* [Source document]
——————

The Screening Room: The Aftermath of Stroke

 

Building bridges: two films about self-discovery after stroke

Dr Khalid Ali

 

Two recent films portray the aftermaths of stroke from different viewpoints: that of a stroke survivor in My Beautiful Broken Brain (UK 2016, directed Lotje Sodderland and Sophie Anderson, currently showing on Netflix) and that of the daughter of a stroke survivor in You See Me (USA 2015, directed by Linda Brown, available from http://youseememovie.com/).

Linda Brown is a film maker and an Associate Professor at the University of Southern California (USC). After her father Stanley Brown had a stroke in 2004 at the age of 79, she decided to collate her filmed reflections on his stroke experience in a documentary film, You See Me. Another motivation for making the film was her strong desire to get to know her father better as a human being with a traumatic past and unfulfilled dreams. Using family home videos and interviews with her father, mother, and two sisters, she tells a poignant story of a family afflicted by stroke as well as long-hidden secrets. The blood clot that blocked the blood supply to her father’s brain (cerebellum) has affected him in many ways; his physical weaknesses, poor balance, stuttering speech were accompanied by significant behavioral changes characterized by frustration and outbursts of anger. In spite of Stanley’s determination to walk and communicate and restore his relationship with his family, his frequent paranoid delusions and verbal abuse put significant strain and pressure on everybody around him, particularly his long suffering wife. Documenting the turbulent and volatile family life for 12 years after Stanley’s stroke in film became a journey of self-discovery for Linda and her mother. Watching family home movies enabled them both to re-evaluate their relationship with Stanley, and to come to terms with their own uncertainties about his morbid and enigmatic pre-stroke personality. With poignant realism, Stanley’s death circumstances were honestly shared with the audience. However, ‘unexpected salvation and healing’ come in the guise of a never-before-seen family home video.

Following the film screening in several international film festivals, and after winning major awards, The American Heart and Stroke Association (AHSA) supported the film in public campaigns for its honest portrayal of life after stroke, in addition to caregiver burden in old age, domestic violence, and mental health awareness.

——————

* [Data under study]

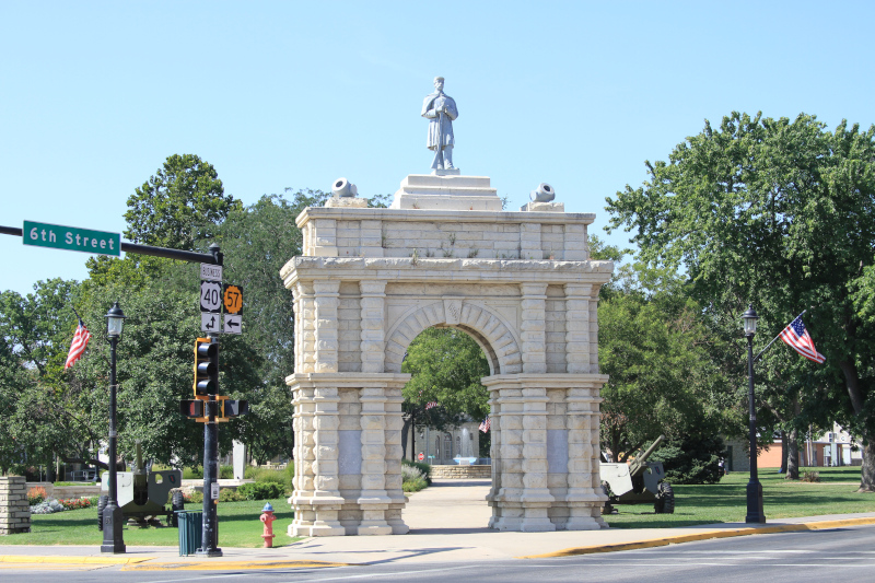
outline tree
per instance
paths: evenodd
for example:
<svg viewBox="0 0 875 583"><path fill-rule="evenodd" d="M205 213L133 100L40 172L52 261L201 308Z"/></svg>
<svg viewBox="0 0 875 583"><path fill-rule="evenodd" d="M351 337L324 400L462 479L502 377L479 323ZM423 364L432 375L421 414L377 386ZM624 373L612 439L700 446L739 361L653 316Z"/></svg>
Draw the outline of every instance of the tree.
<svg viewBox="0 0 875 583"><path fill-rule="evenodd" d="M668 162L648 162L643 186L607 199L611 228L634 230L644 261L682 266L710 317L735 319L752 302L758 338L770 339L808 308L826 364L779 345L757 373L798 387L803 416L862 438L863 491L875 491L873 138L875 127L842 121L830 132L805 114L790 121L733 113L720 128L705 123Z"/></svg>
<svg viewBox="0 0 875 583"><path fill-rule="evenodd" d="M480 346L455 328L428 328L407 349L401 371L413 376L404 386L401 446L411 425L442 430L489 415L489 394L480 378L489 363ZM429 407L436 403L438 407Z"/></svg>
<svg viewBox="0 0 875 583"><path fill-rule="evenodd" d="M591 249L599 259L625 256L597 237ZM615 459L628 459L661 434L714 434L725 424L727 387L709 355L713 342L700 314L681 278L641 264L621 264L603 289L598 358L609 380L600 394L602 444Z"/></svg>
<svg viewBox="0 0 875 583"><path fill-rule="evenodd" d="M128 197L125 236L135 243L192 249L210 240L241 202L225 196L212 164L195 154L173 154Z"/></svg>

——————

* [Complete the following]
- A) According to the film review, in what year did Stanley Brown have his stroke, and how old was he?
- B) Give the film review from "The Screening Room: The" up to and including "available from http://youseememovie.com/).", swapping "stroke survivor" for "stroke patient".
- C) Please carry on the film review from where it stops.

* [Per-task answers]
- A) He had his stroke in 2004, at the age of 79.

- B)
The Screening Room: The Aftermath of Stroke

 

Building bridges: two films about self-discovery after stroke

Dr Khalid Ali

 

Two recent films portray the aftermaths of stroke from different viewpoints: that of a stroke patient in My Beautiful Broken Brain (UK 2016, directed Lotje Sodderland and Sophie Anderson, currently showing on Netflix) and that of the daughter of a stroke patient in You See Me (USA 2015, directed by Linda Brown, available from http://youseememovie.com/).

- C)
In My Beautiful Broken Brain, we see Lotje Sodderland, another film-maker, who had a massive haemorrhagic stroke at the age of 34. Following life-saving brain surgery, she begins to experience a bewildering and confusing reality; visual images are distorted, sounds are exaggerated – a surreal existence that reminds her of ‘the red room’ experience in Twin peaks, her beloved director David Lynch’s infamous TV series from 1990 (https://en.wikipedia.org/wiki/Twin_Peaks). With the help of another film maker, Sophie Anderson, the two embark on a journey of filming Lotje’s demanding speech therapy sessions, her isolating experience in a hospital rehabilitation unit, readjusting to life again, and joining a research study that involving trans-cranial magnetic stimulation for improving speech.

In her strong desire to turn her ordeal into a positive experience, Lotje and Sophie send a videotaped message to David Lynch (https://en.wikipedia.org/wiki/David_Lynch), sharing Lotje’s day-to-day attempts of ‘restoring her old self’. To their surprise, David Lynch replies, expressing his interest in Lotje’s video diaries, and ultimately joining as an executive producer for the film.

Telling her stroke experience as it is without sugar-coating, Lotje says: ‘My life was hijacked by therapists. I am now defined by my impairments’.  How much she scores on stroke-specific assessment scales becomes her daily pre-occupation. Lotje’s story and observations embody the sense of lack of control that many stroke patients experience both in hospital and after discharge. Stroke therapists as ‘dictators’ controlling the stroke survivors’ recovery, and the challenge for survivors moving towards a ‘reluctant democracy’ has been explored in a seminal article by Norris and Kilbride (1).

In spite of the harsh reality of life post-stroke, Lotje slowly discovers and comes to appreciate her hidden strength and her resilience as she reconnects with a new sense of self. The ethos of self-management post stroke is practiced on a daily basis by Lotje, a reminder of the visionary Bridges approach championed by Professor Fiona Jones in the UK (2).

You See Me and My Beautiful Broken Brain show us how living with, and embracing change after stroke can be the key for healing and liberation for both stroke survivors and their families.

 

References

  1. Norris M, Kilbride C. From dictatorship to a reluctant democracy: stroke therapists talking about self-management. Disabil Rehabil 2014; 36 (1): 32-8.